* **Selected excerpt**:
%%

The cloud isn't some magic thing that solves all scaling problems

In this case it actually created scaling problems where none needed to exist. AWS is expensive compared to dedicated machines in a colo. Part of the justification for that high cost is seamless scalability and ability to 'flex'.

But Slack doesn't need the ability to flex here. Scaling down over the holidays and then back up once people returned to work just isn't that important for them - it's unlikely there were a large number of jobs queued up waiting to run on their spare hardware for a few days anyway. It just wasn't a good way to save money: a massive outage certainly cost them far more than they'll ever save.

It wasn't scaling "back up". It was a huge spike as evertone refilled cache at the same time.

It's similar to Black Friday spikes Amazon handles themselves.

> The cloud isn't some magic thing that solves all scaling problems, it's a tool that gives you strong primitives (and once you're a large enough customer, an active partner) to help you solve your scaling problems.

I don't think anyone who's got any reasonable level of experience is expecting that it's a magic wand.

There are, though some things in AWS (and for sure other cloud providers) where you get no useful signals or controls. It's entirely managed by the cloud provider, based on their own internal metrics and scaling behaviors.

Behind the scenes, their load balancer services don't give you indications of how heavily loaded they are - nor do you get to directly control how many/big those load balancers are.

In some parts you can hack around this by pre-warming infrastructure by generating fake traffic - but that assumes that you have those metrics and knowledge that you even need to do this.

This applies to all sorts of things - there's hidden caps and other capacity limits all over AWSs platform that you don't know about until you hit them. There's even capacity limits that you can know about, because they're publicly documented, but AWS lies and won't tell you the actual limit being applied to your account - the console and documentation says one thing, but in reality it's a lot lower.

If that capacity limit resulted in an outage, well, tough luck.

If you are serious about reliability you always need infrastructure experts.

AWS is pretty good about documenting the limits of their systems, SLAs, how to configure them, etc. They don't just say you should wave a magic wand -- and even if they did say that, professional software engineers know better.

"a hosting provider that allows allocation of resources via API" is exactly what AWS is. Your infrastructure experts come into the picture because they need to know which resources to request, how to estimate the scale they need, and how to configure them properly. They should also be doing performance testing to see if the claimed performance really holds up.

> Isn't that literally supposed to be the sales pitch for the cloud? Get away from the infrastructure as a whole so you can focus on code, and let the cloud providers wave their magic wand to enable scaling?

%%

* **Extracted entries**:
%%

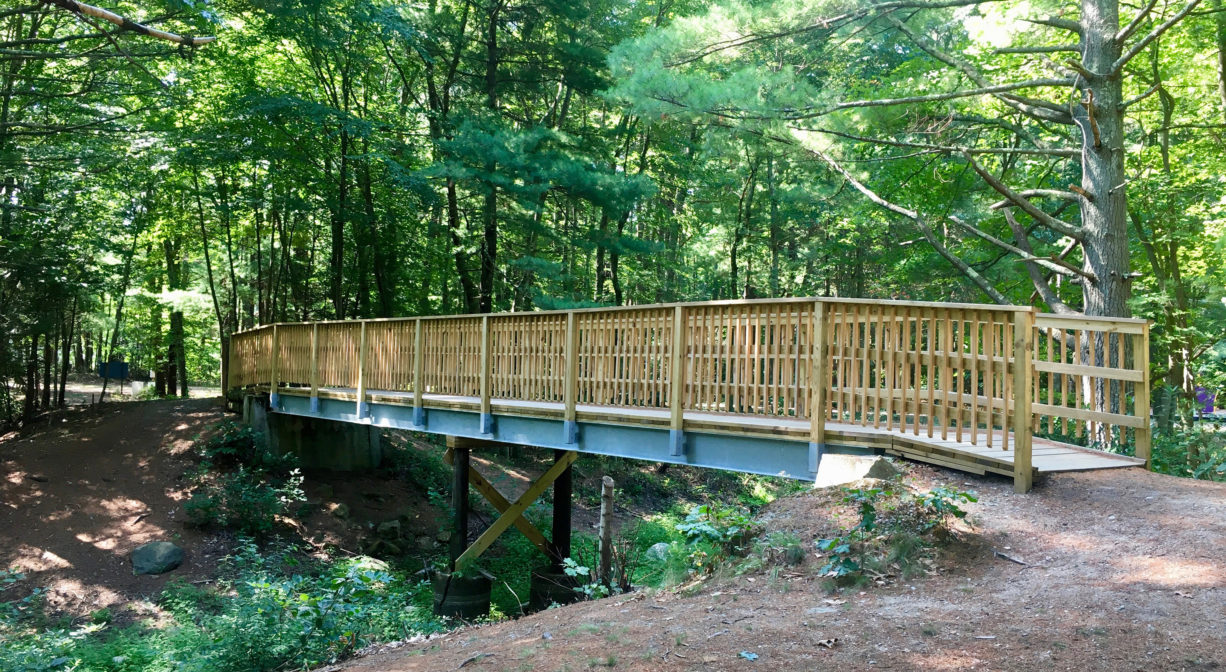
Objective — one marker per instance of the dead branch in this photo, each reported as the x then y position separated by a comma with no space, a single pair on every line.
112,17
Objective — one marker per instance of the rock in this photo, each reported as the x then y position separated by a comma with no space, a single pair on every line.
658,552
389,530
156,557
839,470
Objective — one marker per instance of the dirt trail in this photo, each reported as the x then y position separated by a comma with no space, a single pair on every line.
1124,570
79,496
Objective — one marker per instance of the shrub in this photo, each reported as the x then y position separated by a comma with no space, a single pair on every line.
893,532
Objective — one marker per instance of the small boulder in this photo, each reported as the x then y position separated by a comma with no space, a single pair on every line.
389,530
156,557
658,552
840,470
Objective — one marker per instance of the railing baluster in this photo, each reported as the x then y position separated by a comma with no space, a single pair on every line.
487,418
362,372
314,368
1142,401
570,426
274,399
677,385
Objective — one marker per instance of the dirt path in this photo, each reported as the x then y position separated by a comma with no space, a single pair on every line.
76,498
1124,570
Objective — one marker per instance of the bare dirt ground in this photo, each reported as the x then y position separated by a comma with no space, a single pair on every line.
80,494
1123,570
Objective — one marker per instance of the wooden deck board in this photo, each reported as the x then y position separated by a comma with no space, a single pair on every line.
1048,455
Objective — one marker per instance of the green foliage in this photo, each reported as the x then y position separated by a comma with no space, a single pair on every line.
243,486
723,526
259,618
894,530
1197,450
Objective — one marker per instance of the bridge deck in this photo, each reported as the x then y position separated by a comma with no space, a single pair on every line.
1047,455
763,386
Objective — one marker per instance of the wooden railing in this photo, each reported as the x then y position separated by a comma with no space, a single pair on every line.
927,369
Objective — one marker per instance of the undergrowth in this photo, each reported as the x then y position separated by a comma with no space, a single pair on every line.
895,530
271,610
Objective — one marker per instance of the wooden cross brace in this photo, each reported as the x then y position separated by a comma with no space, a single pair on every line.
511,514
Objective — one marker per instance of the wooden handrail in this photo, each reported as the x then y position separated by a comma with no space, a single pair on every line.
985,374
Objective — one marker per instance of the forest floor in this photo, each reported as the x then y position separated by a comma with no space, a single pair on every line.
1099,570
1122,569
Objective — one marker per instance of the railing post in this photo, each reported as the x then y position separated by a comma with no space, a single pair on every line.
487,417
363,410
1140,357
677,386
418,377
314,368
819,378
1023,378
570,395
274,397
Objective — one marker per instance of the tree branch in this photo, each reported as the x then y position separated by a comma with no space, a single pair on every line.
1052,49
1025,205
1116,68
1037,109
98,12
1041,283
1127,32
975,276
1040,193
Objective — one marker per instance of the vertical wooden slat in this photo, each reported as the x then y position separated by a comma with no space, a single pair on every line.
571,385
961,372
1007,380
1142,395
891,381
314,361
676,380
819,377
975,378
362,369
947,341
418,363
484,366
275,353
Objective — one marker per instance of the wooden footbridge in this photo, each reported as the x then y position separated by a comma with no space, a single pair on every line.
761,386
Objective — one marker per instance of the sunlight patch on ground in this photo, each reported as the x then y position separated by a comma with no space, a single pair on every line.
944,660
31,558
1170,572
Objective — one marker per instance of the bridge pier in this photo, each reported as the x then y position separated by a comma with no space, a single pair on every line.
319,444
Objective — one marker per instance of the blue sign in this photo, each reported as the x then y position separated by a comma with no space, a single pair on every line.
114,369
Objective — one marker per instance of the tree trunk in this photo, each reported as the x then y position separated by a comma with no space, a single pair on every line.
1101,120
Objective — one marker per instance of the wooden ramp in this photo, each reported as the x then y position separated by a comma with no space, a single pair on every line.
1047,456
749,385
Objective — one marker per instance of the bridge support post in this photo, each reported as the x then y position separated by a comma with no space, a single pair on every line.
1023,380
459,503
819,378
563,496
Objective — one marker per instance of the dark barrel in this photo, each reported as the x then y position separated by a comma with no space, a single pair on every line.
461,596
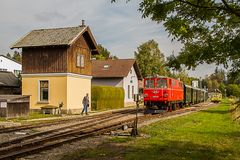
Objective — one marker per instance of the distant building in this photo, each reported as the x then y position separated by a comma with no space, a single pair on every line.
117,73
10,65
9,83
57,66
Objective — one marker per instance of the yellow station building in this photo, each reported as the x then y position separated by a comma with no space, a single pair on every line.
56,66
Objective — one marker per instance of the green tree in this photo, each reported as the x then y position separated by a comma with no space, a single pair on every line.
103,54
233,90
222,88
209,29
150,59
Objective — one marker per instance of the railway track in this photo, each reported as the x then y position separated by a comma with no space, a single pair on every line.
56,122
44,140
96,125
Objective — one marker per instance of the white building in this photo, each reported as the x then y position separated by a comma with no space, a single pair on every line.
117,73
10,65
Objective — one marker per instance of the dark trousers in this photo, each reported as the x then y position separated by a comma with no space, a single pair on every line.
85,106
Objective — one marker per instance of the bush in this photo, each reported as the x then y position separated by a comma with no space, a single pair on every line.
106,97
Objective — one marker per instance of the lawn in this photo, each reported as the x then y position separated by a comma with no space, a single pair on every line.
209,134
32,115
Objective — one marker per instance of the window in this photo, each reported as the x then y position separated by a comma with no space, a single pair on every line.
149,83
128,91
3,69
80,60
132,91
161,83
17,72
44,90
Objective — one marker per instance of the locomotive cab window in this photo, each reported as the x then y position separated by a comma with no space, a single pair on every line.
161,83
149,83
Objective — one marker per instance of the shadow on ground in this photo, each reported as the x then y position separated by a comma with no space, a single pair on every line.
168,150
216,111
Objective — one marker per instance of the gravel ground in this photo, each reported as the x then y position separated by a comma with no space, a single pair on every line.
89,143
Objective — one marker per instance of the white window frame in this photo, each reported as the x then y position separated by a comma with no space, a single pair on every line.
39,91
80,60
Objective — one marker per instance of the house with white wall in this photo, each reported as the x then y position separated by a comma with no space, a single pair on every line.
10,65
117,73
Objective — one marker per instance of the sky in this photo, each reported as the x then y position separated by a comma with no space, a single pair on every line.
119,26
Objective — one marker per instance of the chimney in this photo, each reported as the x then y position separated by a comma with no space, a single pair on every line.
83,23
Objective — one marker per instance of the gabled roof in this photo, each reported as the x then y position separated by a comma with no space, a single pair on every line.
8,79
114,68
56,37
10,59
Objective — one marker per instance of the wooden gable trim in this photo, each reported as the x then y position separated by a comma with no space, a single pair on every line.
86,29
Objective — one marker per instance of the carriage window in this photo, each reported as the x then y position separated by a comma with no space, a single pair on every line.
149,83
161,83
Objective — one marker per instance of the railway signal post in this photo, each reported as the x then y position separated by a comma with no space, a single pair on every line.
134,130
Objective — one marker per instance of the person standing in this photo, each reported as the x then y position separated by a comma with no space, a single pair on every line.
85,103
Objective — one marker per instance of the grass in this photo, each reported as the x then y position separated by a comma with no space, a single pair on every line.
209,134
32,115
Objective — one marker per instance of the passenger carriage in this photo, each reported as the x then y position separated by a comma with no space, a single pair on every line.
165,93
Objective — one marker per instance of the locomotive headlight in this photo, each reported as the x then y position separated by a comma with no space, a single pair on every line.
165,94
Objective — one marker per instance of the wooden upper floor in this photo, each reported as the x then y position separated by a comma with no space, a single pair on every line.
60,50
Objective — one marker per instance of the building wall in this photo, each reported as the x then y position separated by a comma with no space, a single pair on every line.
77,87
115,82
9,65
80,46
57,90
132,81
67,88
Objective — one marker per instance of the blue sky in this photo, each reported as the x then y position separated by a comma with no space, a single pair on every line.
117,26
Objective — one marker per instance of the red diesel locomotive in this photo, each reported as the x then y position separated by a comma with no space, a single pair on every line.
163,93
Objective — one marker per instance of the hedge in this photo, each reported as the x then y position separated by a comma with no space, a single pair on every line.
106,97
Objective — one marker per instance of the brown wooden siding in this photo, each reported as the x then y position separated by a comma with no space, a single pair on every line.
79,47
44,60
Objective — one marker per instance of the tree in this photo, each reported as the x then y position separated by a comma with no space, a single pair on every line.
209,29
233,90
104,54
150,59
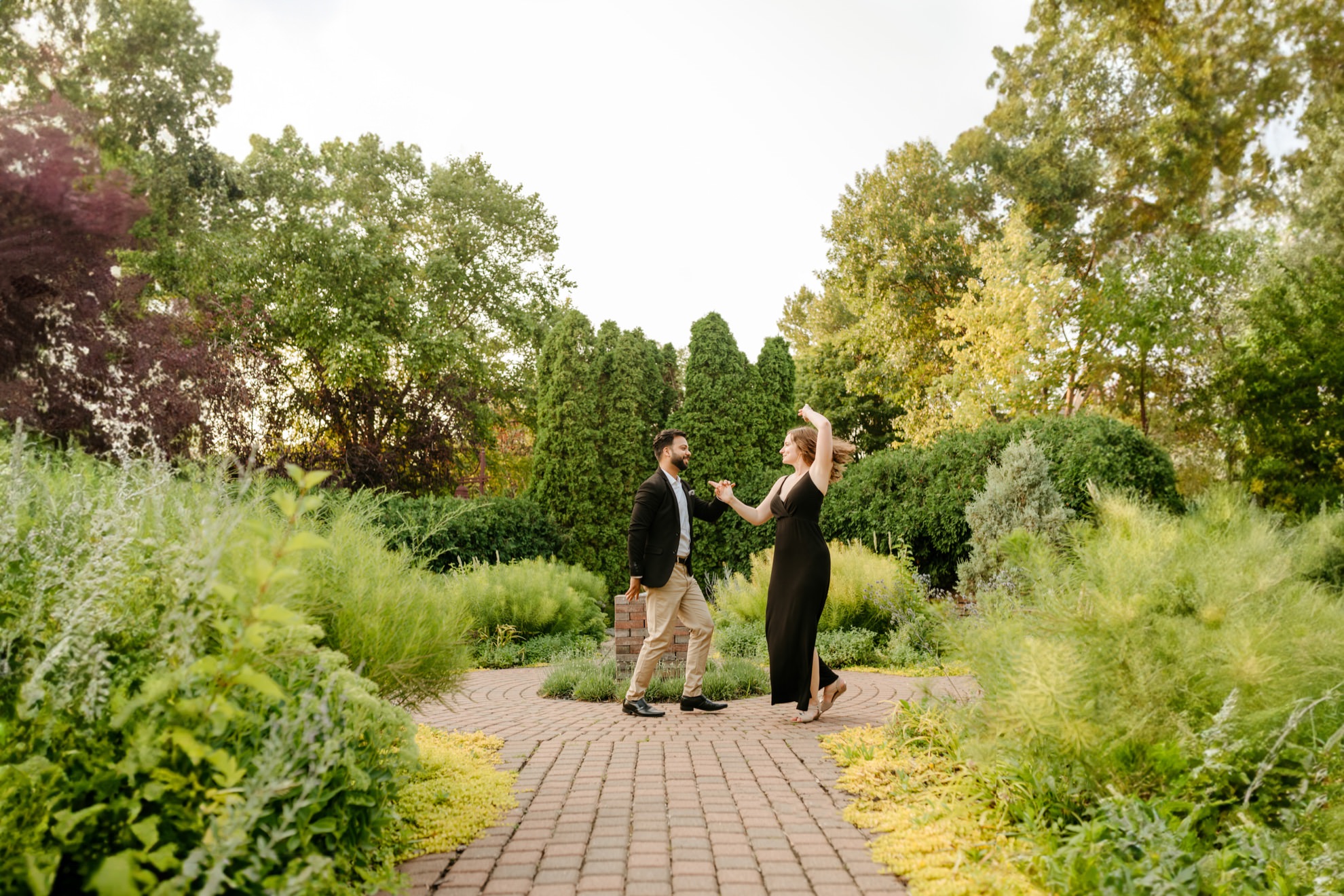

%%

* **Set of tasks**:
[1] In the cloud scaling thread, why does the writer say Slack didn't need the ability to flex over the holidays? Answer in one to three sentences.
[2] Please carry on the cloud scaling thread from its last line, in the same forum style.
The listing comes from a different source than the thread.

* **Task answers**:
[1] Scaling down over the holidays and back up afterward wasn't important for Slack, since there probably weren't many jobs queued up to run on the spare hardware for those few days. It also wasn't a good way to save money, because the outage cost far more than they'll ever save.

[2]
Clearly there are limits even with the largest cloud providers. You'll have to engage a bit of critical thought in to whether you're going to get near those limits and what that might mean for your product. Obviously that's easier said than done, but you could argue that the cloud providers are still giving you reasonable value if you can pass the buck on a given issue for x years.

You have to know how to write code that fits into the cloud. You can't arbitrarily read/write to the file system, acting as if there's only one instance of the server running (if you plan to run hundreds or thousands). So even by waving the cloud 'magic wand', you still need to understand writing code in a cloud-friendly way. So in some sense, it's a shared responsibility between the vendor and engineering. You need to understand how to apply the tools being given to you.
Per the article, literally nothing in their code would have solved the issue. AWS was supposed to auto-scale TGWs and didn't.

>Our own serving systems scale quickly to meet these kinds of peaks in demand (and have always done so successfully after the holidays in previous years). However, our TGWs did not scale fast enough. During the incident, AWS engineers were alerted to our packet drops by their own internal monitoring, and increased our TGW capacity manually. By 10:40am PST that change had rolled out across all Availability Zones and our network returned to normal, as did our error rates and latency.

Correct, I was disputing the point that you can freely code without being mindful of the architecture even though the selling point of cloud providers is "focus on code, leave architecture to us". I'm not disputing in this case AWS was at fault: as the customer, Slack did everything right.
> Isn't that literally supposed to be the sales pitch for the cloud?

Yes.

But a sales pitch is the most positive framing of the product possible. I wouldn't rely on the sales pitch when making the decision about how much you should depend on the cloud.